## Input data

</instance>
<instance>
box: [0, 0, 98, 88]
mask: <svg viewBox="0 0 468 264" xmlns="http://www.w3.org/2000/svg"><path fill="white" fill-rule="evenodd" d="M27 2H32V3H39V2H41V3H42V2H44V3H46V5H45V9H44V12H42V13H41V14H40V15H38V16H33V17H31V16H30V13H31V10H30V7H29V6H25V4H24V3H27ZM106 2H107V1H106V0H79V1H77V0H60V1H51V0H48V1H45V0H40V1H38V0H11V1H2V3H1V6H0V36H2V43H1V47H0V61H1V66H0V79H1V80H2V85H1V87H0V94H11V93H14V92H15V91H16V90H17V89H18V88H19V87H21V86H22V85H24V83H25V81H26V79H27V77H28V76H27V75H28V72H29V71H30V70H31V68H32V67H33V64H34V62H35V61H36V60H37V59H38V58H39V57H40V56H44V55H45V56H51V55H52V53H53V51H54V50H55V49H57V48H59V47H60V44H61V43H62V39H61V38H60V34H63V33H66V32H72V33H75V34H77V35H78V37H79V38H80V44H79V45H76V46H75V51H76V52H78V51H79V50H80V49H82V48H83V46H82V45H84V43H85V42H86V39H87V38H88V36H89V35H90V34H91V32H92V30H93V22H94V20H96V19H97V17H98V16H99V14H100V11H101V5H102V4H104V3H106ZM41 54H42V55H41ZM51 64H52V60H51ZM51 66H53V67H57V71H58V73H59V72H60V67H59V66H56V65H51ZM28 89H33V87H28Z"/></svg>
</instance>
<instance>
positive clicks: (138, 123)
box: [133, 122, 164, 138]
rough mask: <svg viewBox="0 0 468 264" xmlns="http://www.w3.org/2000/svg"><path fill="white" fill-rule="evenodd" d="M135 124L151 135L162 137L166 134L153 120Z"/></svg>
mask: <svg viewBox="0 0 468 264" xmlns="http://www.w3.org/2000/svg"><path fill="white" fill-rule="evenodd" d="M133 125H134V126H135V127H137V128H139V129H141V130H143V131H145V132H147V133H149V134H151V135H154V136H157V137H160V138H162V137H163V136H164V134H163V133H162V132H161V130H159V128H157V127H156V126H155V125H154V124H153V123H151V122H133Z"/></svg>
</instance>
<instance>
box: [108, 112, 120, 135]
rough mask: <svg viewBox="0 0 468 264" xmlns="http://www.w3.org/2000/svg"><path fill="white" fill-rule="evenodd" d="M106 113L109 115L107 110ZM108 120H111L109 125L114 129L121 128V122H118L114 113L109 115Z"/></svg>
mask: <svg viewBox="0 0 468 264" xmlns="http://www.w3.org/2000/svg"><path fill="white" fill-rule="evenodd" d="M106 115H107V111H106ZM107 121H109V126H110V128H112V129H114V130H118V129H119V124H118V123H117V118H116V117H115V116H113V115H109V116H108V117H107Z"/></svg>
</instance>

## Assigned task
Reproduce the data shown above with every line intact.

## Solution below
</instance>
<instance>
box: [0, 0, 98, 88]
mask: <svg viewBox="0 0 468 264" xmlns="http://www.w3.org/2000/svg"><path fill="white" fill-rule="evenodd" d="M27 2H32V3H39V2H41V3H42V2H44V3H46V5H45V9H44V12H42V13H41V14H40V15H38V16H33V17H31V16H30V13H31V10H30V7H29V6H25V4H24V3H27ZM106 2H107V1H106V0H79V1H77V0H60V1H51V0H48V1H45V0H40V1H38V0H11V1H2V3H1V6H0V36H2V43H1V47H0V61H1V66H0V79H1V80H2V85H1V87H0V94H11V93H14V92H15V91H16V90H17V89H18V88H19V87H21V86H22V85H24V83H25V81H26V79H27V77H28V76H27V75H28V72H29V71H30V70H31V68H32V67H33V64H34V62H35V61H36V60H37V59H38V58H39V57H40V56H44V55H45V56H51V55H52V53H53V51H54V50H55V49H57V48H59V47H60V44H61V43H62V39H61V38H60V34H63V33H66V32H72V33H75V34H77V35H78V37H79V38H80V44H79V45H76V46H75V51H76V52H78V51H79V50H80V49H82V48H83V46H82V45H84V43H85V42H86V39H87V38H88V36H89V35H90V34H91V32H92V30H93V22H94V20H96V19H97V17H98V16H99V14H100V11H101V5H102V4H104V3H106ZM41 54H42V55H41ZM51 64H52V60H51ZM51 66H53V67H57V71H58V73H59V72H60V67H59V66H56V65H51ZM28 89H33V87H28Z"/></svg>
</instance>
<instance>
positive clicks: (138, 123)
box: [133, 122, 164, 138]
rough mask: <svg viewBox="0 0 468 264" xmlns="http://www.w3.org/2000/svg"><path fill="white" fill-rule="evenodd" d="M135 124L151 135L162 137L166 134L153 120Z"/></svg>
mask: <svg viewBox="0 0 468 264" xmlns="http://www.w3.org/2000/svg"><path fill="white" fill-rule="evenodd" d="M133 125H134V126H135V127H137V128H139V129H141V130H143V131H145V132H147V133H149V134H151V135H154V136H157V137H160V138H162V137H163V136H164V134H163V133H162V132H161V130H159V128H157V127H156V126H155V125H154V124H153V123H151V122H133Z"/></svg>
</instance>
<instance>
box: [108, 112, 120, 135]
rough mask: <svg viewBox="0 0 468 264" xmlns="http://www.w3.org/2000/svg"><path fill="white" fill-rule="evenodd" d="M106 113L109 115L107 110ZM108 120H111L109 125L114 129L121 128V122H118L114 113L109 115Z"/></svg>
mask: <svg viewBox="0 0 468 264" xmlns="http://www.w3.org/2000/svg"><path fill="white" fill-rule="evenodd" d="M106 115H107V111H106ZM107 121H109V126H110V128H112V129H114V130H118V129H119V124H118V123H117V118H116V117H115V116H113V115H109V116H108V117H107Z"/></svg>
</instance>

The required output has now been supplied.